> [TASK ITEM] Below are records; how many of their lines contain "neck"? Answer with only the number.

> [Point localization data]
****
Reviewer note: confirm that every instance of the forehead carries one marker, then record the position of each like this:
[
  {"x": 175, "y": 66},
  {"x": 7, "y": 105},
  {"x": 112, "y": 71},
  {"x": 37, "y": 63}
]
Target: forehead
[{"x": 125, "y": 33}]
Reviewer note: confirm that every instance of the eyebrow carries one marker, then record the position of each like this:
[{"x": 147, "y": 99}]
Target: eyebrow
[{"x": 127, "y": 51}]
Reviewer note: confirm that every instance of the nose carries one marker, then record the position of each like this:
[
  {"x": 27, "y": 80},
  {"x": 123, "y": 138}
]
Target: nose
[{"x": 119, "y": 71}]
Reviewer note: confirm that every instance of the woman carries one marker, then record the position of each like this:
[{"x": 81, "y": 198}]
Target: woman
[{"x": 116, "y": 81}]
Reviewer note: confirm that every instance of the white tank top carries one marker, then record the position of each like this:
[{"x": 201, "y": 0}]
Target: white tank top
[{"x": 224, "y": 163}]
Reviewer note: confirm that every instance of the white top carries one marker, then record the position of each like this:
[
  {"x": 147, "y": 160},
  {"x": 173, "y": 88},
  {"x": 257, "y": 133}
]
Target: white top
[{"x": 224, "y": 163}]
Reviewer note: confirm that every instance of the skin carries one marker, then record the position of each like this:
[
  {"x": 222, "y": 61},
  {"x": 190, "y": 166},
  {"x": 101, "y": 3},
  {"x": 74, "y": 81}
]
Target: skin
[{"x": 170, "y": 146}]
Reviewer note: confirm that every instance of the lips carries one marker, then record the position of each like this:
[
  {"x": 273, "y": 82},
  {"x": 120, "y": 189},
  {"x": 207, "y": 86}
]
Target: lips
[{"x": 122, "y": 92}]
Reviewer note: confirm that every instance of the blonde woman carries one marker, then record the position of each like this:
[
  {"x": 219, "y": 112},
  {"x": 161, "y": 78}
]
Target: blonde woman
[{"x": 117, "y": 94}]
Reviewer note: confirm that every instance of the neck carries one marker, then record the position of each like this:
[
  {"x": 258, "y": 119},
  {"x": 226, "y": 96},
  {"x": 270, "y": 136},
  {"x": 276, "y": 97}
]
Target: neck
****
> [TASK RESULT] 2